Exercise directions. With nothing added or dropped, output every record below exactly.

********

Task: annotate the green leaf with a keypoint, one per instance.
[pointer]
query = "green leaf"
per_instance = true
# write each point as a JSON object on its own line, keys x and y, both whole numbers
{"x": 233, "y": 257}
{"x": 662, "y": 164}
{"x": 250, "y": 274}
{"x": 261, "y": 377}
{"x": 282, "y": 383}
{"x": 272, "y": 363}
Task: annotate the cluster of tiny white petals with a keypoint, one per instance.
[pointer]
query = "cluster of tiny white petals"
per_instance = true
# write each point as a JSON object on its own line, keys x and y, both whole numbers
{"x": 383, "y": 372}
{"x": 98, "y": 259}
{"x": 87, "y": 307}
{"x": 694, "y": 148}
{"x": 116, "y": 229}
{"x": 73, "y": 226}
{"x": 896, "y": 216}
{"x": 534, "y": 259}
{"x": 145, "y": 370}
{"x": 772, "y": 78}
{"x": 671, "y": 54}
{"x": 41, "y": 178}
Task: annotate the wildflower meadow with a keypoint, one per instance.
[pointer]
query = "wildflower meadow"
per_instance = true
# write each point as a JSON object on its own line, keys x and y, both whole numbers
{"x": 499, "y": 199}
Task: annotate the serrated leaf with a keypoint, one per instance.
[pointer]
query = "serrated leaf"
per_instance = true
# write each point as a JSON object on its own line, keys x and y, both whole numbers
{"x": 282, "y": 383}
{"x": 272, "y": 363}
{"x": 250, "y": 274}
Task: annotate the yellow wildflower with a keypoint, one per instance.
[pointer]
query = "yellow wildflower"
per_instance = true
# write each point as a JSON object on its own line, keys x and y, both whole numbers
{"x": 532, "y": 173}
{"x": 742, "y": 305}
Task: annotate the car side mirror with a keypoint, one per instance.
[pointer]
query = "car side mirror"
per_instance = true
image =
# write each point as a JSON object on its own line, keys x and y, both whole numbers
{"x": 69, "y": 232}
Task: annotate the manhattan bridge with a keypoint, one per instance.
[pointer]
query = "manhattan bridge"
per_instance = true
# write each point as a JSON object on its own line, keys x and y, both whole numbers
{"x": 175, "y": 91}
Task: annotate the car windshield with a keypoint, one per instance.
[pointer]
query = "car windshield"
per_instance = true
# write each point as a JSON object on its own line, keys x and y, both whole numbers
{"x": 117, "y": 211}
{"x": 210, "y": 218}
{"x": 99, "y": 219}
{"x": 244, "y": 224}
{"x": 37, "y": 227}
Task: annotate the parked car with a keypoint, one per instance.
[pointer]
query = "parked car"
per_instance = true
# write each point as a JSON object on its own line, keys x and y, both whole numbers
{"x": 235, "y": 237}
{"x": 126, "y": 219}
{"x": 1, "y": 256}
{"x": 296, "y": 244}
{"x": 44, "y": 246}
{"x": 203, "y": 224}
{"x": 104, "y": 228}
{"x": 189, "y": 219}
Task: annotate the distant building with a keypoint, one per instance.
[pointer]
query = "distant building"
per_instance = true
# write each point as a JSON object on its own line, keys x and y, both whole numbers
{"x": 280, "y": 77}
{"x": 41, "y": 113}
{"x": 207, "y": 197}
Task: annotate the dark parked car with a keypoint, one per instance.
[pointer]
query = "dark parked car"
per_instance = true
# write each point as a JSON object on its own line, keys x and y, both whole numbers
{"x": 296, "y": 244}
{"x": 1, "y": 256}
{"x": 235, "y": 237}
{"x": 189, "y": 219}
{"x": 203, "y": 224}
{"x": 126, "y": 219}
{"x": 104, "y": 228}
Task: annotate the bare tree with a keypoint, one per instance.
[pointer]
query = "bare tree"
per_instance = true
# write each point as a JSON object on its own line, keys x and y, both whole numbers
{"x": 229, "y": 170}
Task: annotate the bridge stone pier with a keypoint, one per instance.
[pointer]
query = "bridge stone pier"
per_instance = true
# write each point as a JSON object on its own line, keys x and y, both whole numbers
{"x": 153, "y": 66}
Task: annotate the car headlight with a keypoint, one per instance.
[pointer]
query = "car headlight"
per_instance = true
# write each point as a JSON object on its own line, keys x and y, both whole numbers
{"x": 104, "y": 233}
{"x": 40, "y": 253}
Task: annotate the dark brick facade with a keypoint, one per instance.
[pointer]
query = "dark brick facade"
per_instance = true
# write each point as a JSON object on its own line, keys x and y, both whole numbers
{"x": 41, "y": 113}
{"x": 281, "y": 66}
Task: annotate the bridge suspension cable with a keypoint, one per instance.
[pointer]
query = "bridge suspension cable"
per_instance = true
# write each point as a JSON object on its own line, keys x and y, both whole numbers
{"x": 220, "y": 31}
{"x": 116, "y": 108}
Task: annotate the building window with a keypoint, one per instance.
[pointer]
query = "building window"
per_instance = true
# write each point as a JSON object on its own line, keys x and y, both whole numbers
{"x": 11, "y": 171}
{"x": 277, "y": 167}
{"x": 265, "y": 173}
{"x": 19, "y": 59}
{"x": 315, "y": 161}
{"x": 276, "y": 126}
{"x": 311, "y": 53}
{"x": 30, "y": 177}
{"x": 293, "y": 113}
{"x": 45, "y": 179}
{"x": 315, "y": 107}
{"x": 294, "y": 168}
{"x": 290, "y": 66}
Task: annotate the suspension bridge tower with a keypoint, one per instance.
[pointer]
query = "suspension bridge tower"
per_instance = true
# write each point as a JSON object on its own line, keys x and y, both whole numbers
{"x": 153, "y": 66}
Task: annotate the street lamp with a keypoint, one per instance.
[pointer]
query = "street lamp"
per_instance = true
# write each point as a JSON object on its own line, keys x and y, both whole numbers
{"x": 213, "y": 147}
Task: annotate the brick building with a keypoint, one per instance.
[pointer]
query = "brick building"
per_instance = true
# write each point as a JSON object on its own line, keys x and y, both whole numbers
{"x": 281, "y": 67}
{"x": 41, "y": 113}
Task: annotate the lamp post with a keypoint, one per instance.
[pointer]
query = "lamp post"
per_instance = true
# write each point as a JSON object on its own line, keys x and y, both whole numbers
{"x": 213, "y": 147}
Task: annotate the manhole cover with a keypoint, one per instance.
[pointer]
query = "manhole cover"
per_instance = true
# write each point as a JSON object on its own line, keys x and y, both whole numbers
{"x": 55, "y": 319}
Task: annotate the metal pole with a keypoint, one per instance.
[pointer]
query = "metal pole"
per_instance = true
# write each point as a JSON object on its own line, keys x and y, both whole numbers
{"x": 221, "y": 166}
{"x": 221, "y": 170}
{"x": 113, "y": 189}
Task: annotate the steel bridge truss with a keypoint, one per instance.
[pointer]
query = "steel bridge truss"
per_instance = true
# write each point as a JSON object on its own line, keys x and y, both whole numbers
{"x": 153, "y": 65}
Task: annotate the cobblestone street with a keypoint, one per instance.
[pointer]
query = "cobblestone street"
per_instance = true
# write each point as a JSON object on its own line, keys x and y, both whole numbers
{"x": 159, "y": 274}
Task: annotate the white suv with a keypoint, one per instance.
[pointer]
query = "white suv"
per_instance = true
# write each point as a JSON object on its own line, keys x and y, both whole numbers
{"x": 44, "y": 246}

********

Solution to the exercise.
Task: annotate the green leaf with a keypoint, one per instance.
[pointer]
query = "green leaf"
per_instance = true
# write each point as a JSON object on its own line, keys x and y, both whole numbers
{"x": 233, "y": 257}
{"x": 662, "y": 164}
{"x": 250, "y": 274}
{"x": 261, "y": 377}
{"x": 282, "y": 383}
{"x": 272, "y": 363}
Task: annotate the cluster of tiny white petals with a keypoint, one per instance.
[pointer]
query = "cluster of tiny white petals"
per_instance = true
# write each point as a JSON object on its own line, keys x and y, both whole numbers
{"x": 383, "y": 372}
{"x": 98, "y": 259}
{"x": 87, "y": 307}
{"x": 694, "y": 148}
{"x": 116, "y": 229}
{"x": 73, "y": 226}
{"x": 896, "y": 216}
{"x": 534, "y": 259}
{"x": 145, "y": 370}
{"x": 772, "y": 78}
{"x": 671, "y": 54}
{"x": 41, "y": 178}
Task: annotate the wildflower meadow with a keypoint, one per instance.
[pointer]
query = "wildflower meadow"
per_instance = true
# write each point as a JSON object on its own line, keys x and y, both whole numbers
{"x": 499, "y": 199}
Task: annotate the serrated leaf with a keypoint, one per instance.
[pointer]
query = "serrated leaf"
per_instance = true
# write each point as a JSON object on its own line, keys x and y, both whole numbers
{"x": 282, "y": 383}
{"x": 272, "y": 363}
{"x": 250, "y": 274}
Task: annotate the yellow wildflower with a keypoint, one per instance.
[pointer]
query = "yellow wildflower"
per_instance = true
# write each point as a JSON object on its own line, keys x and y, both whole numbers
{"x": 532, "y": 173}
{"x": 742, "y": 305}
Task: annotate the car side mirror with a keypoint, one per instance.
[pointer]
query = "car side mirror"
per_instance = true
image =
# write each point as a JSON object on its own line, keys x and y, both whole numbers
{"x": 69, "y": 232}
Task: annotate the manhattan bridge with a keypoint, one per instance.
[pointer]
query = "manhattan bridge"
per_instance = true
# write each point as a JSON object on its own line, keys x and y, both whole numbers
{"x": 175, "y": 91}
Task: annotate the car windshield with a keypoint, one per instance.
[pointer]
query = "car windshield"
per_instance = true
# write each point as a JSON object on its own line, keys x and y, both whole numbers
{"x": 117, "y": 211}
{"x": 210, "y": 218}
{"x": 99, "y": 219}
{"x": 244, "y": 224}
{"x": 37, "y": 227}
Task: annotate the parked car with a keypoint, one per instance.
[pointer]
query = "parked car"
per_instance = true
# write each point as a JSON object on its own line, keys x and y, both whole numbers
{"x": 235, "y": 237}
{"x": 126, "y": 219}
{"x": 1, "y": 256}
{"x": 296, "y": 244}
{"x": 44, "y": 246}
{"x": 203, "y": 224}
{"x": 104, "y": 228}
{"x": 189, "y": 219}
Task: annotate the distant building with a keypoint, one per instance.
[pointer]
query = "distant building"
per_instance = true
# write each point as a JSON object on its own line, keys x and y, both whole numbers
{"x": 280, "y": 77}
{"x": 41, "y": 113}
{"x": 207, "y": 197}
Task: annotate the dark parked car with a keypoint, one per instance.
[pointer]
query = "dark parked car"
per_instance = true
# write each point as a JSON object on its own line, keys x and y, both whole numbers
{"x": 296, "y": 244}
{"x": 1, "y": 256}
{"x": 235, "y": 237}
{"x": 189, "y": 219}
{"x": 203, "y": 224}
{"x": 126, "y": 219}
{"x": 104, "y": 228}
Task: annotate the bare tree with a keypoint, one per instance.
[pointer]
query = "bare tree"
per_instance = true
# write each point as a JSON object on its own line, keys x and y, both whole numbers
{"x": 229, "y": 170}
Task: annotate the bridge stone pier with a keypoint, one per instance.
[pointer]
query = "bridge stone pier"
per_instance = true
# write each point as a JSON object on its own line, keys x and y, both whole numbers
{"x": 153, "y": 66}
Task: annotate the car headlight with a keypoint, one per instance.
[pointer]
query = "car headlight"
per_instance = true
# write each point as a JSON object on its own line, keys x and y, both whole numbers
{"x": 104, "y": 233}
{"x": 40, "y": 253}
Task: annotate the dark brick facade with a keypoint, one per instance.
[pointer]
query = "dark brick facade"
per_instance = true
# write each point as a JSON object on its own line, keys x and y, both whole numbers
{"x": 41, "y": 113}
{"x": 281, "y": 66}
Task: annotate the bridge suspension cable with a keypoint, one per instance.
[pointer]
query = "bridge suspension cable"
per_instance = true
# write each point as a JSON object on its own line, keys x and y, both whole numbers
{"x": 220, "y": 31}
{"x": 116, "y": 108}
Task: annotate the building window with a keypoint, one per instance.
[pointer]
query = "building window"
per_instance = true
# write each point as a JSON object on its own line, keys x and y, both whole numbers
{"x": 11, "y": 171}
{"x": 277, "y": 167}
{"x": 265, "y": 173}
{"x": 19, "y": 59}
{"x": 315, "y": 161}
{"x": 276, "y": 126}
{"x": 311, "y": 53}
{"x": 30, "y": 177}
{"x": 293, "y": 113}
{"x": 45, "y": 179}
{"x": 315, "y": 107}
{"x": 294, "y": 168}
{"x": 290, "y": 66}
Task: annotate the suspension bridge tower with a keypoint, one per instance.
[pointer]
query = "suspension bridge tower"
per_instance = true
# write each point as a JSON object on its own line, keys x and y, both whole numbers
{"x": 153, "y": 66}
Task: annotate the street lamp with a keypoint, one per instance.
[pointer]
query = "street lamp"
per_instance = true
# write each point as a JSON object on its own line, keys x and y, both whole numbers
{"x": 213, "y": 147}
Task: annotate the brick building with a keypoint, one per instance.
[pointer]
query = "brick building"
per_instance = true
# write each point as a JSON object on its own line, keys x and y, both whole numbers
{"x": 281, "y": 67}
{"x": 41, "y": 113}
Task: annotate the lamp post with a keypoint, one per instance.
[pointer]
query = "lamp post"
per_instance = true
# write each point as a JSON object on its own line, keys x and y, both whole numbers
{"x": 213, "y": 147}
Task: annotate the manhole cover with a keypoint, one per instance.
[pointer]
query = "manhole cover"
per_instance = true
# write each point as a JSON object on its own line, keys x and y, both whole numbers
{"x": 55, "y": 319}
Task: annotate the metal pole with a keypoint, one per instance.
[pointer]
query = "metal pole"
per_instance = true
# write each point as a JSON object on its own line, keys x and y, both whole numbers
{"x": 221, "y": 166}
{"x": 221, "y": 170}
{"x": 113, "y": 189}
Task: annotate the steel bridge truss with a keypoint, one per instance.
[pointer]
query = "steel bridge truss"
per_instance = true
# write each point as a JSON object on its own line, keys x and y, both whole numbers
{"x": 153, "y": 65}
Task: annotate the cobblestone street with a keypoint, one per instance.
[pointer]
query = "cobblestone street"
per_instance = true
# write each point as a JSON object on its own line, keys x and y, both whole numbers
{"x": 159, "y": 274}
Task: annotate the white suv with a keypoint, one per instance.
[pointer]
query = "white suv"
per_instance = true
# write each point as a JSON object on its own line, keys x and y, both whole numbers
{"x": 44, "y": 246}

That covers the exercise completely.